Source material ▸
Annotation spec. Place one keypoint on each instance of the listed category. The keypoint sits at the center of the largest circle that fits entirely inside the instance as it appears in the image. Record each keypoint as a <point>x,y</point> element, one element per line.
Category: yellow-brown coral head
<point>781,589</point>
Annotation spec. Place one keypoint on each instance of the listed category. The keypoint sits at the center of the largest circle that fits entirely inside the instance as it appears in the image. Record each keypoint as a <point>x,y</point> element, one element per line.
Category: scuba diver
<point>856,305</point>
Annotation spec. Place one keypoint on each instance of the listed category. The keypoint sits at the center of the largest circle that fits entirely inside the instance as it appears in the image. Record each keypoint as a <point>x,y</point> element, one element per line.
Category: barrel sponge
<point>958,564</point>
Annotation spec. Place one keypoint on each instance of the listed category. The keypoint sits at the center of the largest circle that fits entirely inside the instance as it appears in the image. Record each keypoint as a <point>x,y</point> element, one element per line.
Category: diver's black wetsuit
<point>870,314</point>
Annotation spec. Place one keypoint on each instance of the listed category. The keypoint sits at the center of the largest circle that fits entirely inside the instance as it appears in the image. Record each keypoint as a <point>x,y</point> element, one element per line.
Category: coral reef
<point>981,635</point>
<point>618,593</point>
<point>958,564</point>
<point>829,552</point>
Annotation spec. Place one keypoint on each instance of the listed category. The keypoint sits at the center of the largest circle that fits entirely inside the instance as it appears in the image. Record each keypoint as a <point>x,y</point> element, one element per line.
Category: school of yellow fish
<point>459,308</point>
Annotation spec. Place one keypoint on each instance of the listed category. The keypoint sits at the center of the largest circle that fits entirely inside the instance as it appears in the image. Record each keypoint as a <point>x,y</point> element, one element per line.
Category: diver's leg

--

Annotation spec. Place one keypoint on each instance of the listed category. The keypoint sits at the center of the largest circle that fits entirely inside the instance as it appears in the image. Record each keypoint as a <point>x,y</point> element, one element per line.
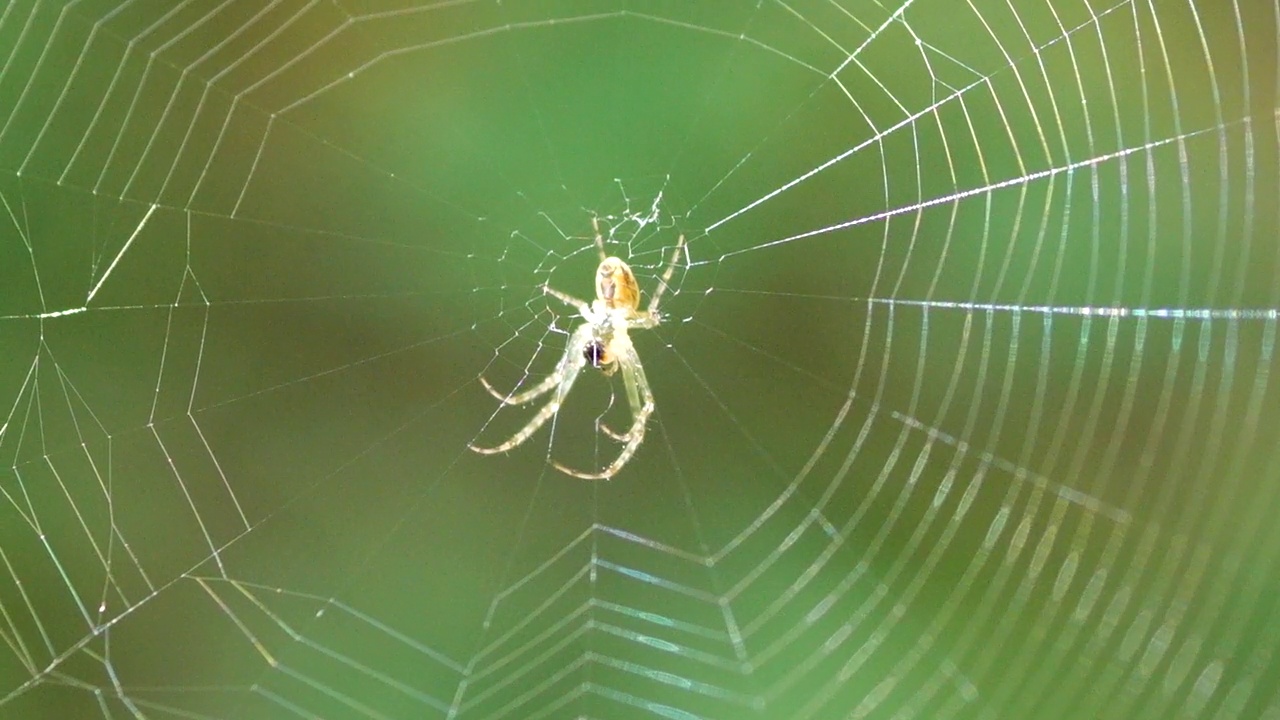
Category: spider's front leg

Exercise goal ▸ When the line with "Category: school of yellow fish" is reached in the data above, start copying there, and copy each line exactly until the line with "Category: diver's leg" has been copied; copy nothing else.

Exercise solution ▸
Category: school of yellow fish
<point>459,308</point>
Annotation spec. Place one keypoint on each instance of the listed category. The keypoint sits at the center of the largest circle that fits entirely inside the instance as it appears in the image. Record each keypoint as a <point>x,y</point> element, one element per line.
Category: diver's leg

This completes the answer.